Source text:
***

IN THE COURT OF APPEALS OF NORTH CAROLINA
No. COA23-682
Filed 1 October 2024
Mecklenburg County, Nos. 20CRS232458-59, 21CRS10389
STATE OF NORTH CAROLINA
v.
CODIE BRUCE SCHIENE
Appeal by defendant from judgment entered 30 January 2023 by Judge Matt
Osman in Mecklenburg County Superior Court. Heard in the Court of Appeals 21
February 2024.
Attorney General Joshua H. Stein, by Special Deputy Attorney General Zachary K. Dunn, and Scott T. Stroud, for the State.
BJK Legal, by Benjamin J. Kull, for Defendant.
PER CURIAM.
Codie Bruce Schiene (“Defendant”) appeals from his convictions and judgment
entered pursuant to a guilty plea for possession of a firearm by a felon, felonious
possession of a stolen firearm, and attaining habitual felon status. Defendant argues
the trial court erroneously denied his motion to suppress physical evidence seized
from an automobile search. Defendant’s argument is based upon the purported
similarities between legal hemp and illegal marijuana, particularly the asserted
indistinguishable odor when identifying the two substances. We hold the trial court STATE V. SCHIENE
Opinion of the Court
correctly denied Defendant’s motion to suppress and affirm the order.
I. Facts and Procedural History
On 22 September 2020, Charlotte Mecklenburg Police Sergeant William Buie
(“Sgt. Buie”) and Officer Zachary Pegram (“Officer Pegram”) were on routine patrol.
Around 9:00 p.m., the officers inspected the parking lot of Baymont Inn in the area
of Scott Futrell Drive near the airport. Sgt. Buie had previously conducted drug
investigations at the Baymont Inn.

***

Data supplied:
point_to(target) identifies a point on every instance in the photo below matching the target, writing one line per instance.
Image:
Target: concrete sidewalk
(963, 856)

***

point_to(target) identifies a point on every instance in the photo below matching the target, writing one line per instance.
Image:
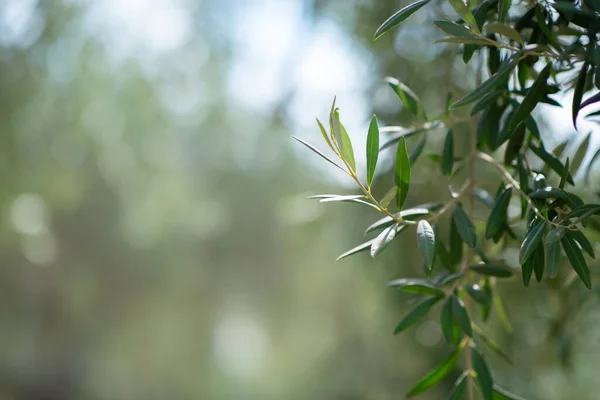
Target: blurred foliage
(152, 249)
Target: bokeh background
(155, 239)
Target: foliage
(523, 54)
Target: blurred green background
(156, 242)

***

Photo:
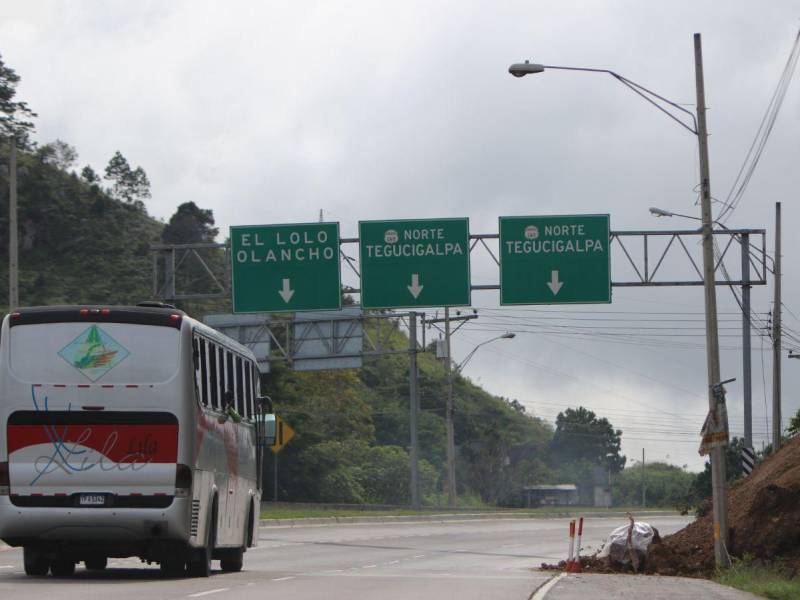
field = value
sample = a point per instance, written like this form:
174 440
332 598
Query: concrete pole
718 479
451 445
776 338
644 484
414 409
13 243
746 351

***

Please give the time at which the officers inspected the parking lot of the Baymont Inn, according to the court opinion.

Around 9:00 p.m.